See the page about Solanum lycopersicum, the garden tomato, as an example. Much of the information comes from Solanaceae Source, a specialized source of  names lists, species descriptions, specimen collections and publication lists for the genus Solanum. The Biodiversity Heritage Library provides historical public domain texts about the species from various published journals. Many other specialized and general resources contribute to the overall species page.

A Wikipedia article included in an Encyclopedia of Life species page. The yellow background indicates that no curator has reviewed the content yet. Click the image to enlarge.

You’ll also find a “Wikipedia” entry in the table of contents. It reveals a copy of the Wikipedia article about tomatoes. As of this writing, the article text has a yellow background.

This means that an Encyclopedia of Life curator has not yet reviewed the content for inclusion in EOL. An EOL species page can have one or more curators who select and validate information added to EOL pages. Wikipedia articles, where they exist, are included by default.

Once the article has been validated by a curator, the yellow background is removed. The information for curators and curation standards pages on EOL give some additional background on the curation process, which applies to all content objects in EOL. Specific guidelines have been written for curation of content from Wikipedia and Wikimedia Commons. We’re particularly pleased that EOL encourages its curators to improve Wikipedia directly if errors or omissions are found.

Items
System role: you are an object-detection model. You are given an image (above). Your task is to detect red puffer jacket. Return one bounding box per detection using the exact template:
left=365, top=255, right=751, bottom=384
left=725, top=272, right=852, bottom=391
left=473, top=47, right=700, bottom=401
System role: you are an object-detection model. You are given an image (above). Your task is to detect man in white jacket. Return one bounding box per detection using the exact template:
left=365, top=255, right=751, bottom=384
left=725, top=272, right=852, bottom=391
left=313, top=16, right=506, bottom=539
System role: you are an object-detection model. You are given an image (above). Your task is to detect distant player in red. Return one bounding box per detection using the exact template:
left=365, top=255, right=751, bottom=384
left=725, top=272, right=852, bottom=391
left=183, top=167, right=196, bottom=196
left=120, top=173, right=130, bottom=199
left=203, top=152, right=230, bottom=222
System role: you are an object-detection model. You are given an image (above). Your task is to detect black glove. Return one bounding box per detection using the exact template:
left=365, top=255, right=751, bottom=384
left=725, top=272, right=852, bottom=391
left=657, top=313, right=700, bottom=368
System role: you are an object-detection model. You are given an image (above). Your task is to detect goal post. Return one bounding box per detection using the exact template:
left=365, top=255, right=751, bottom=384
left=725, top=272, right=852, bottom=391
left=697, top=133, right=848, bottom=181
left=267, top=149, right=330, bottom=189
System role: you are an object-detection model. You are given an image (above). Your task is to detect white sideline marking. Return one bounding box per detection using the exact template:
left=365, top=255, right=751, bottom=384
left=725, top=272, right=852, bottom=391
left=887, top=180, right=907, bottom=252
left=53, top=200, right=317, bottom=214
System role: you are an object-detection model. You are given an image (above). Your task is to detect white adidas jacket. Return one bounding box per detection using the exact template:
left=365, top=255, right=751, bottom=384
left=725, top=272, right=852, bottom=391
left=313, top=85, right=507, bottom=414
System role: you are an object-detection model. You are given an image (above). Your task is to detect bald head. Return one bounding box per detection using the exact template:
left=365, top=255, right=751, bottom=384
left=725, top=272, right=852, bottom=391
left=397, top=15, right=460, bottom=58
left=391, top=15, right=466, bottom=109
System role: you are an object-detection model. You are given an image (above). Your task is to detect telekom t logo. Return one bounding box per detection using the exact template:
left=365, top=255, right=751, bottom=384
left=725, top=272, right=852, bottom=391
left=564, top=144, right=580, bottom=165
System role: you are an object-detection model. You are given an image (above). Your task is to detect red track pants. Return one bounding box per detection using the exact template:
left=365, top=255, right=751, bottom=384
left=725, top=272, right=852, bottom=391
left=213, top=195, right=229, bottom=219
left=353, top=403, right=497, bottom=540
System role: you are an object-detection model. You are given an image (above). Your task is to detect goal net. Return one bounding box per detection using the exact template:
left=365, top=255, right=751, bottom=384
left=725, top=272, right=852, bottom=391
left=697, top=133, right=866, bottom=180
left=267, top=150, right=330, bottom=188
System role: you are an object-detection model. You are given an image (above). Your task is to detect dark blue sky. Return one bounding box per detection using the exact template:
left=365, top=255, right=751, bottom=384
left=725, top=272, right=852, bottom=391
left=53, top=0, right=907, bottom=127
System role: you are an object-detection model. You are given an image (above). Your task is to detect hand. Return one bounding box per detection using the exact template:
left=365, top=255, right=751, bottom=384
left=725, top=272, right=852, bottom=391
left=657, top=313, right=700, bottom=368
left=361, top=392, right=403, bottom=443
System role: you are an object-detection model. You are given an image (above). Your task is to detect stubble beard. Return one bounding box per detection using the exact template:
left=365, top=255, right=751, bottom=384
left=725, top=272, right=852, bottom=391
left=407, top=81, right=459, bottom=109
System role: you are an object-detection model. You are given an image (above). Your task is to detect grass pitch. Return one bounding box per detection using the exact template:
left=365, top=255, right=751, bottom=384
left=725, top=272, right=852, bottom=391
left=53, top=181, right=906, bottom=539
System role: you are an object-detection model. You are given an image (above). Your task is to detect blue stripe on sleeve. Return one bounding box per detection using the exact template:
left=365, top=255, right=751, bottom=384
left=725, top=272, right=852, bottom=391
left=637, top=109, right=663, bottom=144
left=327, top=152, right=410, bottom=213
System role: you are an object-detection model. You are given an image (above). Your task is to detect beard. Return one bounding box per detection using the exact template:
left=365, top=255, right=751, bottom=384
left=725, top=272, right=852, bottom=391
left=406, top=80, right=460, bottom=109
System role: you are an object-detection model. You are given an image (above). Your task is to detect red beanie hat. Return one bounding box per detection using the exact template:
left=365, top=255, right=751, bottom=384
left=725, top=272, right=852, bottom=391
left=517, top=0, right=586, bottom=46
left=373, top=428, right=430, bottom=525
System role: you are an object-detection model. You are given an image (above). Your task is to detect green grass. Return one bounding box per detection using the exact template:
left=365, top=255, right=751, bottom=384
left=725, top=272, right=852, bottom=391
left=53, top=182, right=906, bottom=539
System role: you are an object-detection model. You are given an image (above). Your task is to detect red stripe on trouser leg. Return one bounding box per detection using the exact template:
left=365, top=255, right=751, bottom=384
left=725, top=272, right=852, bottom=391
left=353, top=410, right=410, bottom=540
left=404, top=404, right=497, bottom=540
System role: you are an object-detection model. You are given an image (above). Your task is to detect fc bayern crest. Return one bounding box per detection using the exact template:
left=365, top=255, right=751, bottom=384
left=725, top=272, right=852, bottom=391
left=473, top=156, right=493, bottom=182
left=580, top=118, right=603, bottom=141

Stated task
Answer these questions from the text about Encyclopedia of Life species pages:
1. Which source provides historical public domain texts about the species?
2. What does the yellow background behind the Wikipedia article text indicate?
3. What happens to that background once a curator validates the article?

Answer to the task
1. The Biodiversity Heritage Library.
2. No Encyclopedia of Life curator has reviewed the content yet.
3. It is removed.